[The task]
Reproduce, exactly and in full, only the lines below from the one containing "cliff as a single dot per instance." through the one containing "ochre building as a single dot per instance.".

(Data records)
Segment Open
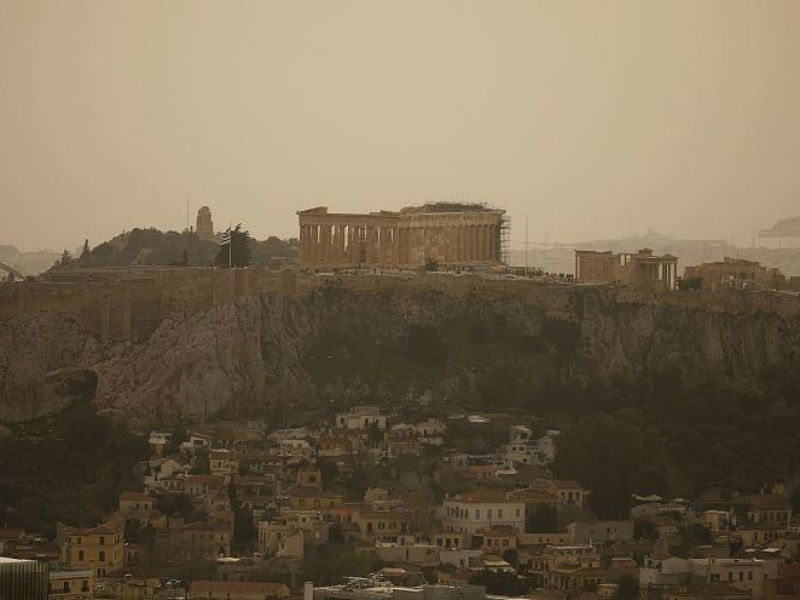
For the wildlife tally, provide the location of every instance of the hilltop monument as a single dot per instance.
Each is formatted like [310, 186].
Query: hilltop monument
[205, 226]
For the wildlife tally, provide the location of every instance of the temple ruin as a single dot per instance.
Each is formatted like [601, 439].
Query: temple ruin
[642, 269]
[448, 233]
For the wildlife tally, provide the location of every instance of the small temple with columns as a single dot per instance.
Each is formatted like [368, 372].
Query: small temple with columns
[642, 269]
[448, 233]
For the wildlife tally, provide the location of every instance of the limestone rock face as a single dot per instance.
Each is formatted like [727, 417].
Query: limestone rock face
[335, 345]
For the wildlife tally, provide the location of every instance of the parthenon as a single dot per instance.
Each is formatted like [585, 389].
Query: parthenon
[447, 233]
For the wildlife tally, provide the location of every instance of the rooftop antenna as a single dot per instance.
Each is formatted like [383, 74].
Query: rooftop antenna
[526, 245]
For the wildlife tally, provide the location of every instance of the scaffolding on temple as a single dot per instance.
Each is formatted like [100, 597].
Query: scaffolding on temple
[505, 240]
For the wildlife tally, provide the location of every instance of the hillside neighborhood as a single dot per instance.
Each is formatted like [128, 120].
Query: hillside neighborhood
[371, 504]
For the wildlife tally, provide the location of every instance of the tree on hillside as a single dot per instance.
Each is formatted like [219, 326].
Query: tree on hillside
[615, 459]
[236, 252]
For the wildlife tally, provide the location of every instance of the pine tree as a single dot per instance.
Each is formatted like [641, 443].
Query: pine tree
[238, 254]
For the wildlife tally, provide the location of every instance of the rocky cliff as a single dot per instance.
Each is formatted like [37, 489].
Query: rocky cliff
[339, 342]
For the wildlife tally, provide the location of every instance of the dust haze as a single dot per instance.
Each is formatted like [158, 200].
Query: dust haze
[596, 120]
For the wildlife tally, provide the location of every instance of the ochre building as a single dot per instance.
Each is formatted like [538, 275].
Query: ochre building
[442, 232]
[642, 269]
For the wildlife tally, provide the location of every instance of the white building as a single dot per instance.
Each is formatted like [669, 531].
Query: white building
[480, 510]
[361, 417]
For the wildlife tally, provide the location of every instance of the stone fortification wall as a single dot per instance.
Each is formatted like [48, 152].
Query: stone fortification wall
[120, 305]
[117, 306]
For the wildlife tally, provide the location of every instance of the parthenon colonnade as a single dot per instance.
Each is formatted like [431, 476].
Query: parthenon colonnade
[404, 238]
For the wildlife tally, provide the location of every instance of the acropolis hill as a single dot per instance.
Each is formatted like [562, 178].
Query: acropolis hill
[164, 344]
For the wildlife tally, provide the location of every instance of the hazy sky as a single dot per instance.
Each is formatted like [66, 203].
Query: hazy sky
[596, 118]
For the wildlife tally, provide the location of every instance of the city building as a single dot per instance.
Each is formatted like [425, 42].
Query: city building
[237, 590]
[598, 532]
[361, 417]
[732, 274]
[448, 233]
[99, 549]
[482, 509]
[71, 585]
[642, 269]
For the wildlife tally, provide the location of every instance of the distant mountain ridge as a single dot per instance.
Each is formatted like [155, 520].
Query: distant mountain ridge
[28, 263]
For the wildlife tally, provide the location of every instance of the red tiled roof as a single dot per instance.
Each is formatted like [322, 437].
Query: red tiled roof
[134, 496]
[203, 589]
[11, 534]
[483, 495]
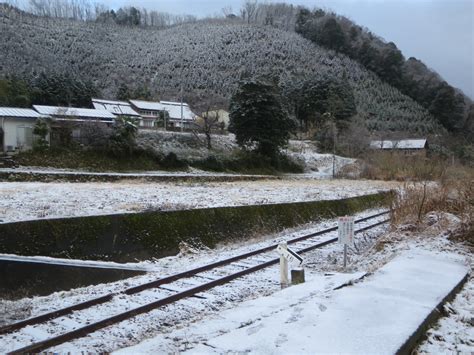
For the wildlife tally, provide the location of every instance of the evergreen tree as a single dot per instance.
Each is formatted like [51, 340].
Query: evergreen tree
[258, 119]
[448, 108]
Segment Closed
[Output]
For the wildlife tally, provide the location of every instance of the rocky cliff as a single dot per instance.
Each is formatted like [37, 489].
Query: rocky cliff
[339, 342]
For the wildlife tally, provide the location of every instance of the dust haze as a single dot per instance.
Each is formatted like [158, 200].
Query: dust haze
[596, 120]
For the wildlife tally, provide the location of every instance of the ochre building as a single dot per instance.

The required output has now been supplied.